* **Source excerpt**
:::

# Bath Remodel



## oldognewtrick (Feb 9, 2020)

We've been wanting to gut the hall bath since we moved in 10 years ago, so last week we bought new tile for the floor and tub surround. Bought a new vanity and countertop. There was this funky wall that seperated the sink, toilet and tub. The plans to remove it and open the room up. 

Day 1. Vanity and funky wall are gone. When I went to turn off the water under the sink the iron stub broke off in my hand which required a 40 yard dash to the main shut off. Trip to Lowe's, solder new fittings and replace the old shutoffs and then continued demo. Surprised only one small cut on my left hand, didn't even need a bandaid. If I don't have a bandaid on a part of my body it's because I haven't done anything. 

Now, somehow I need to convince Mrs Oldog that renovations aren't done in an hour like on TV.


----------



## tuffy (Feb 9, 2020)

Looking good. I feel the same way about the band aid. The older I get the more I bleed. And my wife thinks the same way!


----------



## zannej (Feb 9, 2020)

Looking good so far. Sorry to hear about the mishap but glad you were able to fix it and didn't need a bandaid. I'm looking forward to seeing more of this project. It inspires me to get my fat behind in gear more.


----------



## bud16415 (Feb 10, 2020)

Looks good man.


I could never figure out what those commode walls were all about, as I get older I like more space not less. When I redid our upstairs bathroom I didn’t want to move the 4” cast iron pipe but the toilet was uncomfortably tight in a corner so I turned it as far as I could without the tank hitting the wall. About 30-40 degrees I guess. It is like if you put a chair in a corner you would angle it a little. I did it and wondered if I would be in trouble she never said a word and guests have said several times why doesn’t everyone do that.


As to bleeding now I’m on blood thinner every job seems to get a little. I’m a paper towel and masking tape kind of a DIY guy when it comes to Band-Aids.


----------



## oldognewtrick (Feb 10, 2020)

Day 2. Didn't get as much done as I had hoped for. Got a call from someone I put a chimney cap on a couple years ago and he said the chimneys leaking again. So, drove down to Springhill and the cap is fine. Water leaking through crappy mortar joints.

I did get most of the wall tile off and drywall demo'd. Pulled out the old wall insulation that had gaps and tomorrow I'll insulate and weather seal the outside wall. Then start on the floor that I'm confident is going to be a royal pain.


----------



## zannej (Feb 10, 2020)

At least it's progress and it looks good, oldog.

Bud, my friend turned his toilet at an angle so people would have leg room but tomorrow he wants to move the toilet over. The center of the toilet was less than 15" from the wall so it was tight (and against code) before. Have you ever seen corner toilets (where the tank is actually sort or triangular to fit in a corner)? Uses the same base as a standard toilet but the tank is different. I made a collage earlier for Sims 4 idea reference that shows some corner toilets and corner sinks and stuff like that.

:::

* **Job 1**
From the bath remodel thread, reproduce everything from "I could never" down to "oldognewtrick (Feb 10, 2020)" word for word.
* **Job 2**
In the bath remodel thread, what turned out to be the source of the chimney leak in Springhill?
* **Job 3**
Using the bath remodel thread, explain why bud16415 turned the toilet at an angle when redoing the upstairs bathroom.

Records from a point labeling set
:::

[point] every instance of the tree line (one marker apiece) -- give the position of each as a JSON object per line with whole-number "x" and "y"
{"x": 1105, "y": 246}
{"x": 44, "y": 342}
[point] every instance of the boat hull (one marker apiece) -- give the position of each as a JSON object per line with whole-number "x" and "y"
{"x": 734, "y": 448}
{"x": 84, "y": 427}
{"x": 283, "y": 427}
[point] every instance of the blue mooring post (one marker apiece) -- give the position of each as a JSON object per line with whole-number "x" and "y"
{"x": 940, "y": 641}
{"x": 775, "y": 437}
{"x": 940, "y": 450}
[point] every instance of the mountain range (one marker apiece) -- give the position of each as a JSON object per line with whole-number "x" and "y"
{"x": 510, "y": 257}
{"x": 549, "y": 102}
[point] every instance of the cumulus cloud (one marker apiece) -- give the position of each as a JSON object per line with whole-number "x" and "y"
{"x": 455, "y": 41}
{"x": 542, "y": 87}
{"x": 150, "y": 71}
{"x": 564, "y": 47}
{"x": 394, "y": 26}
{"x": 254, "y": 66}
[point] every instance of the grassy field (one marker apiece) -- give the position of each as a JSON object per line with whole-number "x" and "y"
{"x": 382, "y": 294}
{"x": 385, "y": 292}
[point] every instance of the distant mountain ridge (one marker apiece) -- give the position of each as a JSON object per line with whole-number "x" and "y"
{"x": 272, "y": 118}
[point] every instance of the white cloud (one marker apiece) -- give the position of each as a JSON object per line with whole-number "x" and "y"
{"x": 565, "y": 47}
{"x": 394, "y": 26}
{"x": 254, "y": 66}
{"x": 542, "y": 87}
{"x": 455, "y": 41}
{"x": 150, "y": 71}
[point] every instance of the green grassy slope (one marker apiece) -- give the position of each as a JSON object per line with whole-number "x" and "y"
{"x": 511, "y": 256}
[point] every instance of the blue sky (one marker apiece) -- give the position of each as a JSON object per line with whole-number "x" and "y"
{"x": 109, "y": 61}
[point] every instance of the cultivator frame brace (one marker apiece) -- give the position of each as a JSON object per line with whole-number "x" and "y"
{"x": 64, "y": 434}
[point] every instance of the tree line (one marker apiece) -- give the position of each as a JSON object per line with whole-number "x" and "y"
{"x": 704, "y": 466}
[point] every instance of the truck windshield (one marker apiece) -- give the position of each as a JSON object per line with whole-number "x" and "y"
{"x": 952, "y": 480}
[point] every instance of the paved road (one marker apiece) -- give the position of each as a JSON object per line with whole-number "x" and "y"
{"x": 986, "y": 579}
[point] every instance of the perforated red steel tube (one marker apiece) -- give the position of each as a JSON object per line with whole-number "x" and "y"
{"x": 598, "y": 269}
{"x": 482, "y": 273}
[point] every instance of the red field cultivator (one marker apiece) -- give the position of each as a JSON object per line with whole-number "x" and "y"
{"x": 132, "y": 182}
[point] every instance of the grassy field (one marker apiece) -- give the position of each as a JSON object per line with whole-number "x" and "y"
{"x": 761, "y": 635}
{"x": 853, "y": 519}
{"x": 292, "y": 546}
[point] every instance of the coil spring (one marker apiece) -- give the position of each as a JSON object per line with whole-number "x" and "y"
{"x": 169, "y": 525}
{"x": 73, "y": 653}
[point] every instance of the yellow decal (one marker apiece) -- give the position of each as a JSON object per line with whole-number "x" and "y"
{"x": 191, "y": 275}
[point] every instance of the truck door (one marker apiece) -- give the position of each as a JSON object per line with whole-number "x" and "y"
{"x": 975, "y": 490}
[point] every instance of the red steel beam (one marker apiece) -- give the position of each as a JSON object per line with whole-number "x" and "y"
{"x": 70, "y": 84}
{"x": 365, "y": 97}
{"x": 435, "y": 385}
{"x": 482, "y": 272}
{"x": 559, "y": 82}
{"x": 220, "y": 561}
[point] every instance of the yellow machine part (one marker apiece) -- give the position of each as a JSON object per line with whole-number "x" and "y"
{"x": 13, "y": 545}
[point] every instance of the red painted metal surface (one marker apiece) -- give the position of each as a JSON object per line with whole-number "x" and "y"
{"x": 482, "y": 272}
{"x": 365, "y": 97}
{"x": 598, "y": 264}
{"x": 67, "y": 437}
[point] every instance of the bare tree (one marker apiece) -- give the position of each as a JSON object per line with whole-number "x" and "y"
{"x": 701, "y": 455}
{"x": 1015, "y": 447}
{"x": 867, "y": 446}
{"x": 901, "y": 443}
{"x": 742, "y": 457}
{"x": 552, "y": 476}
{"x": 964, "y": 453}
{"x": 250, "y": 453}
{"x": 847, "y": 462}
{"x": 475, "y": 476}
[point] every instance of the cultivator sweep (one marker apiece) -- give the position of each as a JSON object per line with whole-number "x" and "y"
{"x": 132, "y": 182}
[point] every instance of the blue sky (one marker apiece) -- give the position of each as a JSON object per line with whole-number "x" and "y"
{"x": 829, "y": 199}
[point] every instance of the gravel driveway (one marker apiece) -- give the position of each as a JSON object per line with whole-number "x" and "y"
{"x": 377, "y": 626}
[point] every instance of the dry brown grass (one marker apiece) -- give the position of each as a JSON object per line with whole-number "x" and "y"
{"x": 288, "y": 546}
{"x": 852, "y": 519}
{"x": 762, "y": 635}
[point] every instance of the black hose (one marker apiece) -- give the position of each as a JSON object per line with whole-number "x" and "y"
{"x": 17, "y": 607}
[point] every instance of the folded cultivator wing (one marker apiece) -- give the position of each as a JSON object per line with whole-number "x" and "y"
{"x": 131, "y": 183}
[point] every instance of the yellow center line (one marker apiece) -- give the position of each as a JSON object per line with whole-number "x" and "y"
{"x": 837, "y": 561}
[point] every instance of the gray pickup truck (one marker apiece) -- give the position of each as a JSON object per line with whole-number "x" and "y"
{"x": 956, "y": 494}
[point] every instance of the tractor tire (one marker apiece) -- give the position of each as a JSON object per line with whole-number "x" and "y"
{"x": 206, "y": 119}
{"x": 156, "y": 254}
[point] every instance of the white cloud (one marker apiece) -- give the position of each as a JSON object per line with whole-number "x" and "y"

:::

* **Problem solution 1**
I could never figure out what those commode walls were all about, as I get older I like more space not less. When I redid our upstairs bathroom I didn’t want to move the 4” cast iron pipe but the toilet was uncomfortably tight in a corner so I turned it as far as I could without the tank hitting the wall. About 30-40 degrees I guess. It is like if you put a chair in a corner you would angle it a little. I did it and wondered if I would be in trouble she never said a word and guests have said several times why doesn’t everyone do that.


As to bleeding now I’m on blood thinner every job seems to get a little. I’m a paper towel and masking tape kind of a DIY guy when it comes to Band-Aids.


----------



## oldognewtrick (Feb 10, 2020)

* **Problem solution 2**
Water was leaking through crappy mortar joints. The chimney cap was fine.

* **Problem solution 3**
He didn't want to move the 4" cast iron pipe, but the toilet sat uncomfortably tight in a corner. He turned it as far as he could without the tank hitting the wall, which he guessed was about 30–40 degrees.